Both Titane and Alpha could be seen as films about outsiders struggling to be understood and then letting go of someone they love. Is that something that attracts you as a filmmaker?

JD: I actually don’t feel that my characters are outsiders. I think the society around them is the outsider. About letting go? That’s the hard part. Letting go means grieving and mourning. It means putting words on the feelings you have. That’s why I was talking about the numbness that I hate nowadays. It’s very important to feel things first, and then to name them. If you don’t, you reproduce the same cycle over and over again. That’s how trauma gets passed on through generations. In the film, Alpha’s mother hasn’t grieved at all. She says it from the beginning: “I’m reliving the same thing again.” But she’s not. She just hasn’t let go of anything, so the trauma gets passed on to the child.

Why do you think intergenerational trauma is rarely addressed so directly in French films?

JD: I think it’s becoming more present now. People who create things are always in dialogue with each other. Even if we’re on different sides of the world and have never met, we feed each other with our work. You can see that in this year’s films. The AIDS pandemic is also becoming more of a concern in cinema in the past five years than it has ever been before. And that’s insane when you think about the lapse of time. It took almost two generations for us to really talk about it. Not only about the disease and the people we lost, but about the shame society put on those people, and the shame society should feel for doing that.

Given Alpha was so personal, were you also drawing on personal experiences of the actors when you were shooting it?

JD: That was crucial for the film. When I thought about casting Tahar Rahim and Golshifteh Farahani, I had never met them. But I had seen their performances, and I felt they were very generous people. When I met them that idea was confirmed. I knew they would give everything to the film. But if you expect actors to give so much of themselves — their lives, their experiences, their traumas — you also have to give something back. So, we shared a lot with each other about our lives, our relationships to family, mourning and death. And we became close very quickly. And then we adopted Mélissa immediately. She has incredible spontaneity and instinct. She’s very smart and also a very hard worker. It felt very emotion-led, like I was working with my intuition.

How do you guide actors through scenes that rely so heavily on emotion?

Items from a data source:
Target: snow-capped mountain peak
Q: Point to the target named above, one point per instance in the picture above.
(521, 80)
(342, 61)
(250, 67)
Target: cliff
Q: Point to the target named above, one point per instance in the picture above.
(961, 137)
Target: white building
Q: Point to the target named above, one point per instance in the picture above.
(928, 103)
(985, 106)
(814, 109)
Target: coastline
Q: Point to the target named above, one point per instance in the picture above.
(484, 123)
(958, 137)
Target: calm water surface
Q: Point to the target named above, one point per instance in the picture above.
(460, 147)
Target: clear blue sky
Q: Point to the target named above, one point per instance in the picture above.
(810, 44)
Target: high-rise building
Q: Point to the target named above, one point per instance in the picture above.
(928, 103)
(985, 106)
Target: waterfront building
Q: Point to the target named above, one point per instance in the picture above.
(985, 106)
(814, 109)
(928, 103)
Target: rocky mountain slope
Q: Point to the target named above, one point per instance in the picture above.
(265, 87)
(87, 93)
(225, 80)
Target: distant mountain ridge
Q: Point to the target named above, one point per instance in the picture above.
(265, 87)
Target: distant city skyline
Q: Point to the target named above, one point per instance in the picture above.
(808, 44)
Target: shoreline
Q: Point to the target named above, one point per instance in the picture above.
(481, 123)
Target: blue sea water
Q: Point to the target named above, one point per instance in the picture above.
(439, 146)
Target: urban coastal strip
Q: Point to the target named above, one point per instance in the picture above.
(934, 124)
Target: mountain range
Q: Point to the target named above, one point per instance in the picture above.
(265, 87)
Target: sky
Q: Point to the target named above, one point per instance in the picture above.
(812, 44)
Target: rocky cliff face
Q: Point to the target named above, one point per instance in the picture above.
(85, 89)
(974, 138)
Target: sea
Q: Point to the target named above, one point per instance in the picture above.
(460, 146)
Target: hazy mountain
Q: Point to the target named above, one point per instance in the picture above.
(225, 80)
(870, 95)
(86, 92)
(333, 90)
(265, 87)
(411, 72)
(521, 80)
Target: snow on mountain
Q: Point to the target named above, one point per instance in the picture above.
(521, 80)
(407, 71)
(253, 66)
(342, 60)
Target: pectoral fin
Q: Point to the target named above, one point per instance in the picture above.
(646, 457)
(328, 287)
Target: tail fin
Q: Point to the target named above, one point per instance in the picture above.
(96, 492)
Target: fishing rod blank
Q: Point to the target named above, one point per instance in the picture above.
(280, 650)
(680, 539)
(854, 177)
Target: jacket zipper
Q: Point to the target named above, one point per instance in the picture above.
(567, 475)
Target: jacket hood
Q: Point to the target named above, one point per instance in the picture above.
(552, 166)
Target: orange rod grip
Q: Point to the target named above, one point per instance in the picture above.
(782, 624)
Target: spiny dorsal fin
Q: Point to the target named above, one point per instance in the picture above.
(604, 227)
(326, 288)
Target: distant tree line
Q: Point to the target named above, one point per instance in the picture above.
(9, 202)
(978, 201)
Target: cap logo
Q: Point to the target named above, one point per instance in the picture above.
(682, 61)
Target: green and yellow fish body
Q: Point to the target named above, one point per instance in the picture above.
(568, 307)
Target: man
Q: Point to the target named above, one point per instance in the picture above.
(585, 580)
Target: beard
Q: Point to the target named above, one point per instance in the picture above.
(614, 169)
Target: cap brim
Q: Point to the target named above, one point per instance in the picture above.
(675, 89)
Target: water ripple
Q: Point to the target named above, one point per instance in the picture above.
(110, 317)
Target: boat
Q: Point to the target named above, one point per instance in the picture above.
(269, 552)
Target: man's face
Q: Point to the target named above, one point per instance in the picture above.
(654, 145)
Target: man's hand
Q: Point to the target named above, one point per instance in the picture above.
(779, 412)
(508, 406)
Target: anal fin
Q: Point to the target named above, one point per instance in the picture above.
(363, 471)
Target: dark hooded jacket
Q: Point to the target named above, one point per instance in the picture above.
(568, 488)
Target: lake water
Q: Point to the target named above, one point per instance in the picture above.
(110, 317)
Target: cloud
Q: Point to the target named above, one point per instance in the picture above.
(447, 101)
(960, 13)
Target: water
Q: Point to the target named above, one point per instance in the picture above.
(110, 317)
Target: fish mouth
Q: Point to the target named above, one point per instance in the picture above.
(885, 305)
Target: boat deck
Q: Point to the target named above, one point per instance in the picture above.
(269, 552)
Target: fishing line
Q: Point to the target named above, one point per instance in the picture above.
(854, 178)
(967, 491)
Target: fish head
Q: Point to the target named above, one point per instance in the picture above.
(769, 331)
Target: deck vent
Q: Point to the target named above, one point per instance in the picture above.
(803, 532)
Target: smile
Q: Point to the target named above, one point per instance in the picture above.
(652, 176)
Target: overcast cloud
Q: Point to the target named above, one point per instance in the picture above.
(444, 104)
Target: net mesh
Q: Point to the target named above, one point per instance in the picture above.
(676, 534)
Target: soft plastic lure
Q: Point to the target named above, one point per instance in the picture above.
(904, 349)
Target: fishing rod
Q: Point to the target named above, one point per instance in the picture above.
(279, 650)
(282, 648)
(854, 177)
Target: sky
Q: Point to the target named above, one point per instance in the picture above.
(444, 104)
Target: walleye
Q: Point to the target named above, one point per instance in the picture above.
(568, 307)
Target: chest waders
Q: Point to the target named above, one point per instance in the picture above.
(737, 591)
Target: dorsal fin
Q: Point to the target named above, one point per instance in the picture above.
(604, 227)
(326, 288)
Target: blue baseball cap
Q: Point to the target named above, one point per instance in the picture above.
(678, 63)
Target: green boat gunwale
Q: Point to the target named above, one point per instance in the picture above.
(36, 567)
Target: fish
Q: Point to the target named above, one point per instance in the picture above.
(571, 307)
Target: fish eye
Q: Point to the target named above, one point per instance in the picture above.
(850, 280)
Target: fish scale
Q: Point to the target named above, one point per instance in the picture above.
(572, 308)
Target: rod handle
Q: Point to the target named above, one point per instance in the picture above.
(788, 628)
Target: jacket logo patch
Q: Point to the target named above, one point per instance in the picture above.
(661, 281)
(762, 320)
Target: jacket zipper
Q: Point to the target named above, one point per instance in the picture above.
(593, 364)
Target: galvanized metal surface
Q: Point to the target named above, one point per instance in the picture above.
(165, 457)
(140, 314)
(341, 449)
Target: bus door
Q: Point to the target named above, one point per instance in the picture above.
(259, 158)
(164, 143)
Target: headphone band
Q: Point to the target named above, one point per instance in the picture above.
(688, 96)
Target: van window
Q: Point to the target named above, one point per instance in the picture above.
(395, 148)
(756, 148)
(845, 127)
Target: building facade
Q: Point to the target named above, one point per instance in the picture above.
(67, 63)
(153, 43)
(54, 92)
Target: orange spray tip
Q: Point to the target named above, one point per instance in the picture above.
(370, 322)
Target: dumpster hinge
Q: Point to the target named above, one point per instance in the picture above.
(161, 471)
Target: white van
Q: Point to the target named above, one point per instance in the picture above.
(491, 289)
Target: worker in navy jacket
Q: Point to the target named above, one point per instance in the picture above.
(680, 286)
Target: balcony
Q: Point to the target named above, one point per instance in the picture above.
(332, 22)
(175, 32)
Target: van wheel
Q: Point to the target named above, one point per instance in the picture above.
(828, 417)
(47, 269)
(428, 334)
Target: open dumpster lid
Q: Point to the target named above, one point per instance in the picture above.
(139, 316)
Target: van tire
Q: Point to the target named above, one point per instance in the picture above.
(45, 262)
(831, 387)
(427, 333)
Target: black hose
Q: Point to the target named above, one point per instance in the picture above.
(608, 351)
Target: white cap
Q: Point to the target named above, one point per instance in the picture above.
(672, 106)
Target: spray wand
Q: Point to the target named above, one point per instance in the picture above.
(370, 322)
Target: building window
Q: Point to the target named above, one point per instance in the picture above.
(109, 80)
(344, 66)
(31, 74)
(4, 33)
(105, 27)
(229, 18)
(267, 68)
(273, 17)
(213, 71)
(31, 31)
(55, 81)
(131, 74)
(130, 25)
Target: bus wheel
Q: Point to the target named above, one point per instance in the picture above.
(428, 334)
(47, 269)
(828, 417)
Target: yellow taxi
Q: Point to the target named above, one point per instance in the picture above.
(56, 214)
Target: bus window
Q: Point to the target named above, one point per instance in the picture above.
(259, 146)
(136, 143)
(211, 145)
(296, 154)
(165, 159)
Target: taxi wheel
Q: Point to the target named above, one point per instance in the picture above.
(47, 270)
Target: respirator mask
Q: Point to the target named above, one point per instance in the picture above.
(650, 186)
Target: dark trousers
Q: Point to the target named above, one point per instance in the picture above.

:: Work request A ::
In the interview, which two actors did JD think about casting before ever meeting them?
:: Work request B ::
Please copy the part of the interview starting at "JD: That was" and ending at "heavily on emotion?", word for word.

:: Task response A ::
Tahar Rahim and Golshifteh Farahani.

:: Task response B ::
JD: That was crucial for the film. When I thought about casting Tahar Rahim and Golshifteh Farahani, I had never met them. But I had seen their performances, and I felt they were very generous people. When I met them that idea was confirmed. I knew they would give everything to the film. But if you expect actors to give so much of themselves — their lives, their experiences, their traumas — you also have to give something back. So, we shared a lot with each other about our lives, our relationships to family, mourning and death. And we became close very quickly. And then we adopted Mélissa immediately. She has incredible spontaneity and instinct. She’s very smart and also a very hard worker. It felt very emotion-led, like I was working with my intuition.

How do you guide actors through scenes that rely so heavily on emotion?